Text
Table 3. Employed parameters and their corresponding empirical values.

Component	Parameters	Empirical Values	Description
Multiscale-fusion-based dehazing	K	8	Number of artificially under-exposed images
	$\{{\nu }_1,{\nu }_2,{\kappa }_1,{\kappa }_2\}$	$\{0.001,0.01,2.5,1\}$	Scaling factor generation in sharpness enhancement
	$\{{\gamma }_1,{\gamma }_2,{\gamma }_3,{\gamma }_4,$	$\{1,1.13,1.2,1.3,$	Gamma values in artificial under-exposure
	${\gamma }_5,{\gamma }_6,{\gamma }_7,{\gamma }_8\}$	$1.5,2.83,2.93,3\}$
	N	Equation (4)	Number of scales in multiscale fusion
	${\mathsf{\Omega }}_{MFD}$	$3\times 3$	Patch size for weight map calculation
Haziness degree evaluator	$\lambda$	$-1$	Regularization coefficient
	${\gamma }_{HDE}$	$1/9$	Emphasis strength for intensity emphasis
	${\mathsf{\Omega }}_{HDE}$	$5\times 5$	Patch size
Image blending and tone remapping	$\{{\rho }_1,{\rho }_2\}$	$\{0.8811,0.9344\}$	Thresholds for range mapping
	$\alpha$	$0.2$	Coefficient controlling range mapping curve
	$\theta$	$0.4$	Coefficient controlling weight generation curve

provides a summary of all the user-defined parameters and their corresponding empirical values. This parameter configuration was used to generate all the experimental results discussed later.

Concerning other benchmark algorithms, their authors also share the source codes together with corresponding parameter configurations for reproducibility. Therefore, we utilized these software implementations and retained the provided parameter configurations in the following performance assessment.

4.2. Qualitative Comparison of Hazy Images

This subsection discusses the comparative dehazing performance of the proposed AUDS and eight benchmark methods on mildly, moderately, and densely hazy images from the eight datasets listed in Table 1. The AUDS, equipped with the HDE, can quantify the image’s haze density and then guide the image blending and tone remapping processes to generate a haze-condition-appropriate result. This simple but efficient addition gives the AUDS a definite advantage over benchmark methods. Specifically, FFD, DCP, NLD, and MBD generally exhibit strong dehazing power, which is beneficial for densely hazy images but not for mildly and moderately hazy images. Notably, in the results of FFD, halo artifacts manifest themselves around fine edges, significantly impairing the image quality. The machine-learning-based CAP also overly dehazes mildly and moderately hazy images, causing color distortion and a probable loss of dark details. Meanwhile, the deep-learning-based DehazeNet and MSCNN can alleviate the previously observed problems to a certain extent, attributable to the powerful representation capability of deep neural networks. These two methods can extract various image features and combine them nonlinearly to estimate the medium transmittance; hence, they can handle images with various haze conditions. Nevertheless, they are prone to the domain shift problem owing to the lack of real training datasets. This observation is validated by the qualitative evaluation results presented below.

Figure 7 illustrates the qualitative comparison results under different haze conditions. The numerical haze density ${\rho }_{\mathbf{I}}$ can be considered in conjunction with the threshold values $\{{\rho }_1,{\rho }_2\}=\{0.8811,0.9344\}$ to verify the haze condition of the corresponding input image. For this comparison, we consider the first three columns of the figure that depict real scenes degraded by mild, moderate, and dense haze. It should be noted that results of FFD, DCP, CAP, DehazeNet, and MSCNN in the second column are adopted from Ngo et al. [13].

Dataset section
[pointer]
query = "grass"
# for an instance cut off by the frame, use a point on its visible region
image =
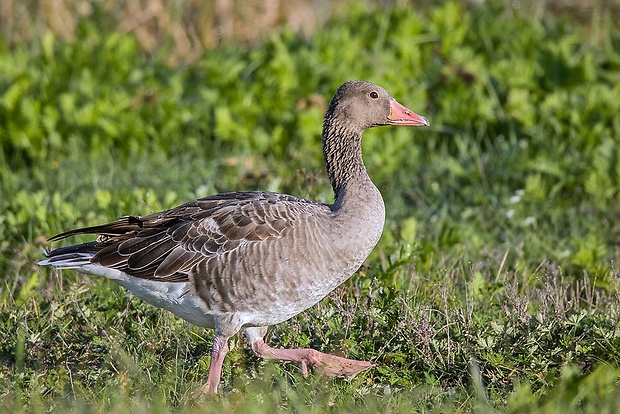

Given request A
In the dehazing text, which problem are DehazeNet and MSCNN prone to, and why?
Given request B
Return the dehazing text word for word from "Concerning other benchmark" to "following performance assessment.".

Solution A
They are prone to the domain shift problem because real training datasets are lacking.

Solution B
Concerning other benchmark algorithms, their authors also share the source codes together with corresponding parameter configurations for reproducibility. Therefore, we utilized these software implementations and retained the provided parameter configurations in the following performance assessment.